# INPUT MATERIAL start

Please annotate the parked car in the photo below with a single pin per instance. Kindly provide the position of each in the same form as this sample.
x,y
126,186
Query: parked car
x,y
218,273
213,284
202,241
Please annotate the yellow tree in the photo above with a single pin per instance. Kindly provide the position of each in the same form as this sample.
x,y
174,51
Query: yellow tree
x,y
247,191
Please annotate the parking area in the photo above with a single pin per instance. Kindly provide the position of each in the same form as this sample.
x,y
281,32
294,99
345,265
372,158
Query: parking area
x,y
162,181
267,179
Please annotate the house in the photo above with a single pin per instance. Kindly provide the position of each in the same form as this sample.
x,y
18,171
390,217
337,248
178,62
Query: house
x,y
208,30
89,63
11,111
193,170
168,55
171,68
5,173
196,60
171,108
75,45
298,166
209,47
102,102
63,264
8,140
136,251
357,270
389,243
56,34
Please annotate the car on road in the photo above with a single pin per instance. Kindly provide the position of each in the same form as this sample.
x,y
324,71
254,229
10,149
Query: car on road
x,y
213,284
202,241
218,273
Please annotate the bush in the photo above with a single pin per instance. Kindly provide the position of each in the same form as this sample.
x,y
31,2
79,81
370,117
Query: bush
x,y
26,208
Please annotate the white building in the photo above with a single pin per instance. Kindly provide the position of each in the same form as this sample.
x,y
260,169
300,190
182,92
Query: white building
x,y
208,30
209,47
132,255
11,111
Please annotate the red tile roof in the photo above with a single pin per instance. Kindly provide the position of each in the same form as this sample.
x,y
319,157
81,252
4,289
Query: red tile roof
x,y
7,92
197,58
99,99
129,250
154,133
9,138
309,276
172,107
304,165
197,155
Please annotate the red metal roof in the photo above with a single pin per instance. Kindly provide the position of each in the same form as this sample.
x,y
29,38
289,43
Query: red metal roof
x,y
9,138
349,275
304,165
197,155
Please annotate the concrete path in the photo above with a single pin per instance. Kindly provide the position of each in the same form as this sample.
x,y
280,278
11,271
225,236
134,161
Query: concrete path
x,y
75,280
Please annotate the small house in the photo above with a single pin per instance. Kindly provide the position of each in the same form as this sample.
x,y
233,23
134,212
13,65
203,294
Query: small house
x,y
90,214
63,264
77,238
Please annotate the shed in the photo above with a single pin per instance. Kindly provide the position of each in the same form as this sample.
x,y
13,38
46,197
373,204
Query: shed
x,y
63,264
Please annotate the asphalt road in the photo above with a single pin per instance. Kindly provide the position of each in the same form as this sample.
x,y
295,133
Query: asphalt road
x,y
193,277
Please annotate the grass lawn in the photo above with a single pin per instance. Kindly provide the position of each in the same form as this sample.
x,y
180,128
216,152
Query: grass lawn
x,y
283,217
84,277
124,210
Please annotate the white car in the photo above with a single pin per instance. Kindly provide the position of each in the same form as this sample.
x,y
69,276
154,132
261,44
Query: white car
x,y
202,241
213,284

# INPUT MATERIAL end

* _TASK OBJECTIVE_
Return, word for word, every line from the line with "Please annotate the shed" to the final line of the data.

* _COMPLETED EXERCISE_
Please annotate the shed in the photo above with a single pin per instance. Kindly provide the position of each in the same form as this sample.
x,y
13,38
46,197
373,204
Query: shed
x,y
63,264
Please annotate the asphalt road in the photo above with a single pin per instance. Kindly provide the position of each in the same form as this sample.
x,y
295,133
Query: asphalt road
x,y
193,277
Please annotate the grass lawn in the photo above with a single pin per instance. Kindly provide the position of each in the same form as this sample.
x,y
180,128
216,152
Query: grass lawn
x,y
283,217
84,277
124,210
Please annotate the white car in the photo above with a single pin per instance. Kindly provide the position of each in the same form as this sample.
x,y
69,276
154,132
261,44
Query: white car
x,y
202,241
213,284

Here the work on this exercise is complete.